──────── Extrait

En 1992, Jean-Luc Mélenchon est encore membre du Parti socialiste. En tant que sénateur membre de la garde rapprochée du président François Mitterrand, il défend le «oui» au référendum sur les accords de Maastricht, qui inaugurent l'Acte unique fondant l'Union européenne. «Si le vote est négatif, nous allons dans un inconnu plein d'aventure et pas dans les bonnes conditions», affirme-t-il, allant même jusqu'à affirmer que même si le «non» gagne, «l'Acte unique s'appliquera». Défendant alors le projet européen, il propose des arguments très différents de ceux qui sont aujourd'hui les siens : «Un pouvoir plus grand des instances démocratiques de la communauté européenne et donc on commencera enfin à avoir un début d’Europe des citoyens. C’est ça la nouvelle frontière !»
Depuis, Jean-Luc Mélenchon a quitté le Parti socialiste en 2005 pour fonder le Parti de gauche. La même année, il s'est démarqué de la ligne officielle du PS en soutenant le «non» au référendum sur le projet de constitution européenne. En effet, ses positions concernant l'UE ont considérablement évolué. D'abord partisan d'une «autre Europe», incarnant un courant plutôt réformiste, il dénonce à partir du milieu des années 2000 «les diktats imposés par l'Europe de la finance».

────────────────

- **Consigne A**: D'après l'extrait sur Jean-Luc Mélenchon et l'Europe, quel parti a-t-il fondé après avoir quitté le Parti socialiste ?
- **Consigne B**: Reprenez l'extrait sur Jean-Luc Mélenchon et l'Europe à partir de sa dernière phrase.
Ces données proviennent d'une autre source.

──────── Données fournies

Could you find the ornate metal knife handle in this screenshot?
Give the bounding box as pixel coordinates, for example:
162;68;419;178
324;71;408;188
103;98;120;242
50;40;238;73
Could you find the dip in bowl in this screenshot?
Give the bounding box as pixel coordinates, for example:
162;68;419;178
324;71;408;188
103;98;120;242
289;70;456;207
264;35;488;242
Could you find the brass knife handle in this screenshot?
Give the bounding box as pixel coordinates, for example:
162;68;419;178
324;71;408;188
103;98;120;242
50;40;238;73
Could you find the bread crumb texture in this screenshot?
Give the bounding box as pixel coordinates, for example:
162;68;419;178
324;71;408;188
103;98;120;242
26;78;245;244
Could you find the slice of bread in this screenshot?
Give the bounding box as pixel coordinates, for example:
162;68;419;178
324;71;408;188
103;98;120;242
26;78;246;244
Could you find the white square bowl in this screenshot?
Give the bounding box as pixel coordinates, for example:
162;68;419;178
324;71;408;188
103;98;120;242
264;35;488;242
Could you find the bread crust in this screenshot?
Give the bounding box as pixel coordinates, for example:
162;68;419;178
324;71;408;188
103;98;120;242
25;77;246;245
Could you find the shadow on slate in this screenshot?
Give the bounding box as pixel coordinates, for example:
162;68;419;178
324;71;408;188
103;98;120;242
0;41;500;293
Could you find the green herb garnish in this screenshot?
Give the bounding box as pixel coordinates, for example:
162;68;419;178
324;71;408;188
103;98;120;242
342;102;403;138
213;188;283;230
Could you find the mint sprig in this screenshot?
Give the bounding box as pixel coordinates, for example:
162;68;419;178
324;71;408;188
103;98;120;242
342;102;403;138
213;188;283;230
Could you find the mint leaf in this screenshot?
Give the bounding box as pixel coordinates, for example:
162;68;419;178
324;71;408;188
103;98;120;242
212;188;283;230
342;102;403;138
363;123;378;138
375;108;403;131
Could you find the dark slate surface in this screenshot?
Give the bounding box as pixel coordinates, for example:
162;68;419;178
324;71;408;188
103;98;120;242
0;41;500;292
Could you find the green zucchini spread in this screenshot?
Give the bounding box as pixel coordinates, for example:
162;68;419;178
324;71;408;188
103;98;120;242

────────────────

- **Réponse A**: Le Parti de gauche.

- **Réponse B**:
Désormais candidat à la présidentielle de 2017, il n'hésite pas à attaquer «les instances antidémocratiques non-élues et qui prétendent décider de la vie des peuples». En 2015, lors d'un discours prononcé après le référendum grec organisé par Alexis Tsipras, il fustige les institutions européennes en les tenant pour responsables «de la misère des peuples». Jean-Luc Mélenchon a déjà expliqué avoir reconsidéré ses positions compte tenu de l'évolution du contexte économique et politique en Europe : dès 2009, il explique avoir fait le constat de «ce que l'Europe est devenue» lorsqu'on l'interroge sur un revirement qu'il assume aujourd'hui.
Emmanuel Macron et Arnaud Montebourg : une question d'heures et de chiffres
Le temps de travail. C'est un sujet complexe mais récurrent de la vie politique française depuis au moins vingt ans. Qu'il s'agisse de la durée légale ou de la défiscalisation des heures supplémentaires, les nombreuses facettes du problème n'en finissent pas d'animer le débat économique. Tous deux anciens ministres de François Hollande, Emmanuel Macron et Arnaud Montebourg ont effectué des revirements notables ces derniers temps sur cette question.
Emmanuel Macron, candidat déclaré à la présidentielle à la tête de son mouvement «En Marche !», avait critiqué les 35 heures devant le Medef en août 2015, alors qu'il était encore ministre de l'Economie : «la gauche avait cru que la France pouvait aller mieux en travaillant moins», avait-il déclaré, dénonçant une «idée fausse». Plus récemment, alors candidat, il avait assuré que «quand on est jeune, 35 heures ce n'est pas assez», évoquant la possibilité d'une augmentation de la durée légale du temps de travail. «La solution n’est pas de baisser le temps de travail, ni de passer aux 39 heures», déclare-t-il en meeting le 10 décembre, dans un magistral retournement de veste, doublé d'une affirmation étonnante : «Je n'ai pas changé d'avis !»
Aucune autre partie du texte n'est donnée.